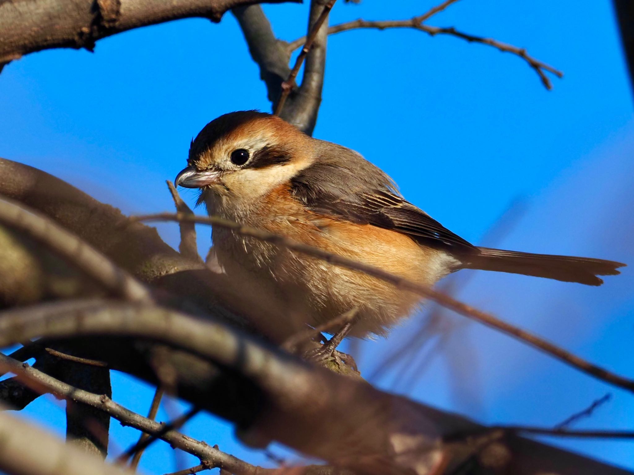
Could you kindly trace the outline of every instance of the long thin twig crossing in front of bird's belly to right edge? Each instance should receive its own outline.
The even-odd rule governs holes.
[[[373,267],[372,265],[367,265],[361,262],[356,262],[347,257],[343,257],[337,254],[329,253],[327,251],[321,250],[320,248],[316,248],[313,246],[309,246],[307,244],[299,243],[294,241],[293,239],[285,238],[284,236],[280,236],[278,234],[273,234],[268,231],[262,231],[261,229],[256,229],[250,226],[244,226],[233,222],[231,220],[223,219],[217,216],[188,216],[183,214],[172,214],[172,213],[158,213],[154,215],[144,215],[144,216],[136,216],[131,217],[132,220],[138,221],[175,221],[178,222],[180,220],[192,220],[201,224],[210,224],[217,225],[220,227],[224,227],[226,229],[231,229],[236,234],[240,234],[242,236],[250,236],[251,238],[259,239],[260,241],[264,241],[267,243],[275,244],[277,246],[281,246],[283,248],[287,248],[289,250],[297,251],[302,254],[309,255],[311,257],[318,258],[325,262],[328,262],[332,265],[337,265],[338,267],[344,267],[345,269],[357,270],[359,272],[363,272],[368,276],[376,277],[385,282],[390,282],[398,289],[406,290],[413,292],[417,295],[428,298],[429,300],[433,300],[436,303],[443,305],[446,308],[450,308],[454,312],[464,315],[465,317],[469,317],[470,319],[474,319],[482,324],[495,328],[502,333],[508,334],[513,338],[522,341],[523,343],[527,343],[528,345],[534,346],[539,350],[551,355],[559,359],[560,361],[570,365],[578,369],[579,371],[585,372],[590,376],[593,376],[605,383],[612,384],[614,386],[618,386],[619,388],[624,388],[628,391],[634,392],[634,381],[628,379],[623,376],[619,376],[613,372],[607,371],[606,369],[599,367],[595,364],[592,364],[573,353],[567,352],[566,350],[560,348],[557,345],[553,345],[550,341],[547,341],[539,336],[536,336],[532,333],[529,333],[525,330],[522,330],[518,327],[515,327],[512,324],[509,324],[503,320],[494,317],[491,314],[487,314],[486,312],[482,312],[482,310],[478,310],[477,308],[471,307],[466,303],[455,300],[455,298],[451,298],[448,295],[444,295],[443,293],[434,290],[429,286],[425,286],[422,284],[417,284],[416,282],[408,281],[408,279],[404,279],[403,277],[396,276],[389,272],[385,272],[385,270],[378,269],[377,267]]]

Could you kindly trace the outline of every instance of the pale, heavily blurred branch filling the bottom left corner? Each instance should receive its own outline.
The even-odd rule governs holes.
[[[34,447],[37,450],[34,453]],[[131,475],[6,413],[0,414],[0,471],[11,475]]]

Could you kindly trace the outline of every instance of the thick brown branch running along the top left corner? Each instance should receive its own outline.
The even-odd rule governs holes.
[[[281,3],[301,0],[266,0]],[[56,47],[92,50],[101,38],[178,20],[219,22],[224,12],[257,0],[34,0],[0,2],[0,65],[24,54]]]

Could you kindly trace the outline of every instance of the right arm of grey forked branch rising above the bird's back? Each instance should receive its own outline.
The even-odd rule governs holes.
[[[280,101],[275,106],[276,115],[308,135],[313,134],[321,105],[321,90],[326,70],[327,18],[334,3],[335,0],[328,0],[325,4],[324,0],[311,0],[306,43],[288,79],[281,85]],[[306,66],[304,66],[302,85],[299,89],[294,89],[295,77],[304,58],[306,58]],[[292,101],[285,106],[289,94],[292,94]]]

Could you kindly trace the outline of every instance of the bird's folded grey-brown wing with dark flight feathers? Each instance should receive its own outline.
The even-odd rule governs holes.
[[[382,170],[354,155],[344,162],[313,163],[292,179],[291,193],[315,213],[391,229],[456,255],[478,253],[475,246],[401,198]]]

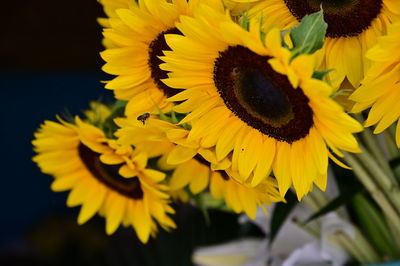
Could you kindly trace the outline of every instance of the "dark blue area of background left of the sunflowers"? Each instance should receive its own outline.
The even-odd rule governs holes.
[[[45,215],[65,208],[65,195],[49,190],[51,177],[32,162],[33,133],[46,119],[68,110],[78,114],[90,100],[111,98],[101,72],[42,73],[6,71],[0,75],[2,97],[2,186],[0,244],[22,234]]]

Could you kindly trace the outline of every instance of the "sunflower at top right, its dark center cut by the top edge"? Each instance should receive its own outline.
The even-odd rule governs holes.
[[[230,0],[232,2],[246,2]],[[335,87],[347,78],[357,88],[370,61],[364,55],[386,33],[387,26],[400,18],[400,0],[256,0],[250,15],[262,13],[276,26],[289,28],[320,10],[328,24],[325,38],[325,69]]]

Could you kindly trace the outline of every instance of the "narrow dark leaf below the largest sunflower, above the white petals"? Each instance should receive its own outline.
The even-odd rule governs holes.
[[[278,235],[279,230],[286,221],[286,218],[292,212],[293,208],[297,205],[297,197],[290,190],[286,194],[286,203],[279,202],[275,204],[275,207],[271,214],[271,224],[270,224],[270,238],[269,243],[272,243],[275,237]]]

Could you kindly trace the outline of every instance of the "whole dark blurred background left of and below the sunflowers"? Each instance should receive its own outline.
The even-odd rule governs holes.
[[[99,52],[104,16],[96,0],[4,1],[0,22],[2,102],[0,265],[191,265],[197,246],[260,235],[237,216],[177,206],[178,230],[141,245],[131,229],[104,233],[96,217],[79,227],[67,193],[31,161],[33,133],[56,114],[79,114],[91,100],[110,101]],[[5,93],[5,94],[4,94]]]

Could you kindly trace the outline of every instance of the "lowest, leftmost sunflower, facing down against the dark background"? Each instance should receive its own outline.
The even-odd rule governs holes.
[[[32,143],[38,153],[33,160],[54,176],[52,190],[70,190],[67,206],[82,205],[79,224],[99,213],[107,234],[120,224],[132,226],[143,243],[157,232],[156,222],[175,227],[166,188],[159,184],[165,174],[146,168],[144,153],[107,139],[78,117],[75,124],[45,121]]]

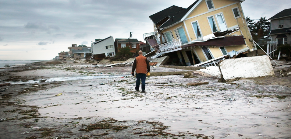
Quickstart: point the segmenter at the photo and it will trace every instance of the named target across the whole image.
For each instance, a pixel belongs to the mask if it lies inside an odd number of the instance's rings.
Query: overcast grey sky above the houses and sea
[[[143,40],[153,32],[149,16],[195,0],[0,0],[0,59],[50,60],[71,44],[90,46],[108,36]],[[245,16],[270,18],[290,0],[246,0]]]

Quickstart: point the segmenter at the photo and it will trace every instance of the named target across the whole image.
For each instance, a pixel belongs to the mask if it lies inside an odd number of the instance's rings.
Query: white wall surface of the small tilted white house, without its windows
[[[113,45],[113,48],[106,49],[105,46],[109,46],[109,45]],[[106,40],[103,40],[99,43],[92,45],[92,50],[93,50],[93,54],[105,54],[107,56],[107,53],[114,52],[114,55],[115,55],[116,53],[114,49],[113,37],[110,37]]]

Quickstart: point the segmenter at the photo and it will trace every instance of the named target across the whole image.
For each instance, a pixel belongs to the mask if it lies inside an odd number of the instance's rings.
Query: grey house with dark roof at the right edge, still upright
[[[291,44],[291,9],[285,9],[269,19],[271,21],[271,51],[279,44]],[[270,51],[270,52],[271,52]]]

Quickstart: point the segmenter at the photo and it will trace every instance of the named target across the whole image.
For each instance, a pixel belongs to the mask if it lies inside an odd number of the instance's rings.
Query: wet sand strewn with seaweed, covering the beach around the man
[[[219,83],[202,74],[197,78],[152,76],[146,79],[146,93],[141,93],[134,90],[135,78],[124,77],[131,67],[90,67],[58,64],[29,71],[28,67],[17,72],[1,69],[1,80],[121,75],[1,87],[8,88],[0,99],[0,115],[7,119],[1,121],[1,137],[291,138],[290,82],[268,84],[262,78]],[[209,84],[187,86],[188,82]],[[41,128],[30,129],[34,127]]]

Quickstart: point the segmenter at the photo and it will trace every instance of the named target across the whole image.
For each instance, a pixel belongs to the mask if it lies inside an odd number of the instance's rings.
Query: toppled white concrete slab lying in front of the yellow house
[[[274,76],[273,67],[267,55],[226,59],[219,64],[222,78],[232,82],[241,78]]]

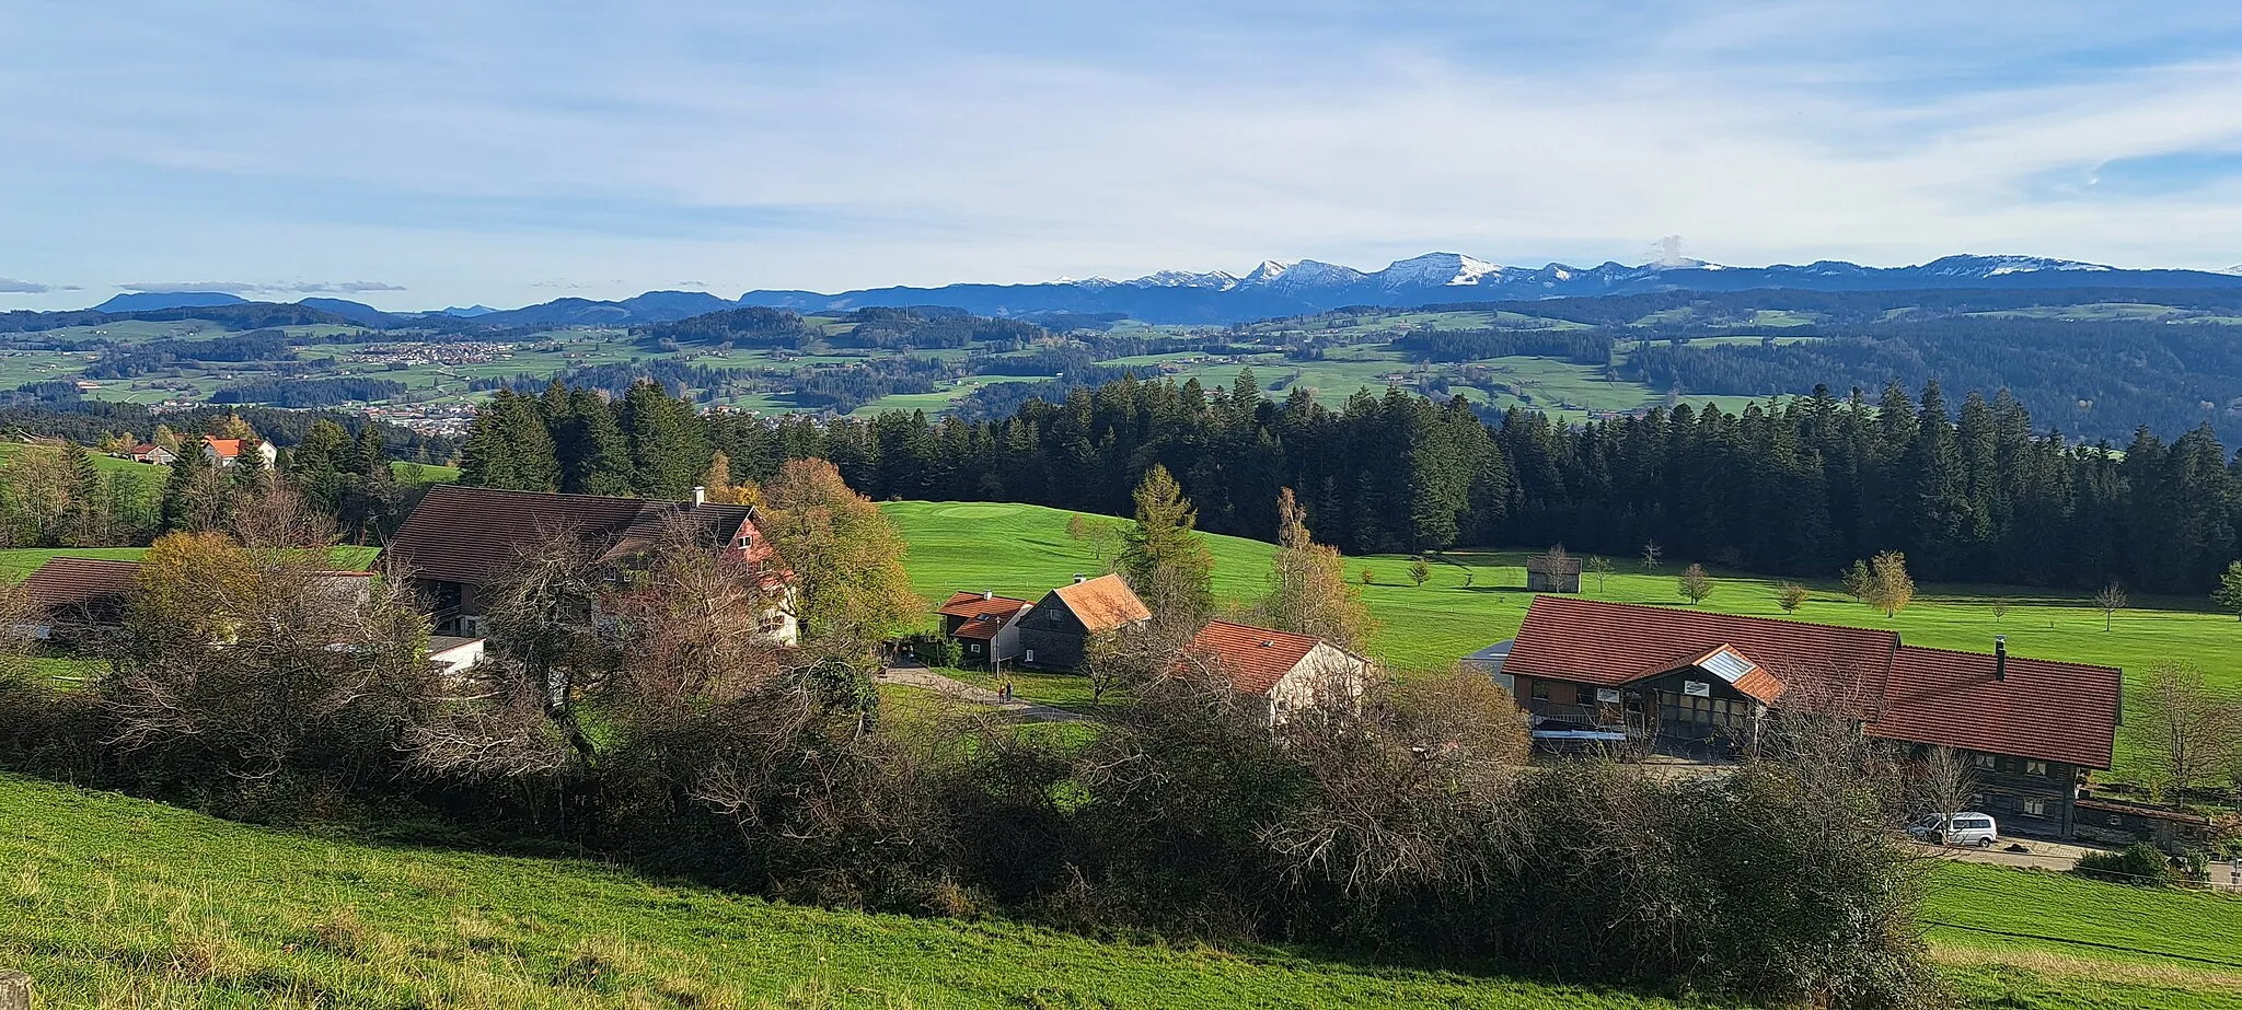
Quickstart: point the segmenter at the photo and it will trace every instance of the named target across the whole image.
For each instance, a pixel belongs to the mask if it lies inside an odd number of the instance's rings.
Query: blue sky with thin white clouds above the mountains
[[[0,2],[0,307],[2242,264],[2233,2]]]

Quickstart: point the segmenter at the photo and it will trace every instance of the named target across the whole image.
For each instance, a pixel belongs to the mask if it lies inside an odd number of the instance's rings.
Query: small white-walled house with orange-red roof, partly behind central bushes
——
__Problem details__. Identify each line in the records above that contains the word "branch", and copy it out in full.

__Output__.
Could you kindly trace the outline of every instance of the pale, heavily blurred branch filling the bottom left corner? Each instance should receive its own outline.
Could you kindly trace the outline of every instance of the thick brown branch running along the top left corner? Each instance should receive its own outline.
Could you kindly trace the outline of every instance of the right arm of grey forked branch rising above the bird's back? Each instance should receive its own outline.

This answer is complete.